EXERCISE AIM:
In the PFile discussion, retype the passage from "Hmm, ok, that's" to "creates it anyway)." word for word.

EXTRACTED TEXT:
That app needs to keep track about what files will be stored anyway, i.e.
it has to have some internal representation of the target hierarchy. So it
would be stupid if it actually called ppfCopy () immediately at each drag

>PFile can check that there is enough free space to write a pak in its
>intirety before beginning to write it.

Hmm, ok, that's a point. 

>If something goes wrong during the construction of the pak, then the size of
>the pak file will be equal to the combined sizes of the files included up to
>the point of something going wrong. If writing is delayed, the size of the
>pak file in this cirsumstance will be small, and it actually really doesn't
>even have to exist before its written (even though the current
>implementation creates it anyway).

See my note concerning that somewhere at the top of the mail.

>I said I thougth it would be easier to follow the progress of the complete
>process if the writing of the pak file was done all at the same time. The
>reason for this is that it would then be possible to move the reponsibility
>of keeping track of progress from the client program, to PFile itself, so
>each and every client that needs this functionality doens't have to
>implement it. PFile will not be able to do this otherwise, as it won't know
>how many files there are to go, or how large those files are. If it waits
>for the umount, all information will be available, so it can accurately tell
>how far it has already gone, and how much is left.

ppfCopy () is designed to be able to copy entire directory hierarchies at
once so it also has that info even when it immediately writes the file
data. Ok, it propably doesn't know how much directory info has to be
written, but that's no issue. The point is that it's up to the user - if he
wants to copy file-by-file, fine. If he wants PFile to assemble the entire
thing at once, ok, it does that.
And it's much more intuitive if the copy operation actually happens when
you call, well, the copy command. And that this copy command only succeeds
if the copy operation succeeded.

>We could provide for some kind of call-back that would be called each time
>1% of the job had been completed.

Yup, that would be good. But that's for later.

>btw, are we going to implement our own caching rutines for pakfile reading?
>If we do, we can avoid reading past the end of a file contained in a

No. Caching is the job of the OS. And if the OS knows that it's better to
read the data in 4096 Byte chunks, even if the requested file is only 200
Bytes long, then fine. We can't bypass OS caching anyway.


Drive A: not responding...Formatting C: instead

(Coordinate labeling data)
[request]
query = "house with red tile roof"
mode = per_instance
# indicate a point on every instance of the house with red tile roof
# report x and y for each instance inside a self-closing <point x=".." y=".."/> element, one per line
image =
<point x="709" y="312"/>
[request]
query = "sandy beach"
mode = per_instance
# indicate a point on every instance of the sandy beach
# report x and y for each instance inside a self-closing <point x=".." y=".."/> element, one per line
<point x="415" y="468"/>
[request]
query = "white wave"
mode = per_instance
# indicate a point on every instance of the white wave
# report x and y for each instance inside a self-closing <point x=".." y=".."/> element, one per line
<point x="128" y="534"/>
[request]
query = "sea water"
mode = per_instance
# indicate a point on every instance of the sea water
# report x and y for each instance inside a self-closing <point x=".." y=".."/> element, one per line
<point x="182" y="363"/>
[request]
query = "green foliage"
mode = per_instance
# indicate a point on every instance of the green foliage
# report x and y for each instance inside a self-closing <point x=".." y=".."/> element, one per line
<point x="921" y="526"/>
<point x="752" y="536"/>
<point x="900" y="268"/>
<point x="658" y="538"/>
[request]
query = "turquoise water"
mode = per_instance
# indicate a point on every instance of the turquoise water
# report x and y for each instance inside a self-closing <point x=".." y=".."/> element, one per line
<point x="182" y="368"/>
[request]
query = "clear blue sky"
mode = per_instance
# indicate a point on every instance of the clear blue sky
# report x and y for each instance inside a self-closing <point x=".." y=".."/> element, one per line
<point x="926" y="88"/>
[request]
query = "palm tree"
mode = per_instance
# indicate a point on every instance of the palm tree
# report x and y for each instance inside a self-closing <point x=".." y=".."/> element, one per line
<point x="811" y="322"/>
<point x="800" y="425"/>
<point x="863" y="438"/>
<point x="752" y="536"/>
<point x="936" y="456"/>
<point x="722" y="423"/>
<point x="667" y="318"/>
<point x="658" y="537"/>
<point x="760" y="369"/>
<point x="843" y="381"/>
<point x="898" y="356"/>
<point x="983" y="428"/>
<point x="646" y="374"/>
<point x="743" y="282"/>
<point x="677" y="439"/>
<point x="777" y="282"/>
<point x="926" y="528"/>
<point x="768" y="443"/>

SOLVED EXERCISE:
Hmm, ok, that's a point. 

>If something goes wrong during the construction of the pak, then the size of
>the pak file will be equal to the combined sizes of the files included up to
>the point of something going wrong. If writing is delayed, the size of the
>pak file in this cirsumstance will be small, and it actually really doesn't
>even have to exist before its written (even though the current
>implementation creates it anyway).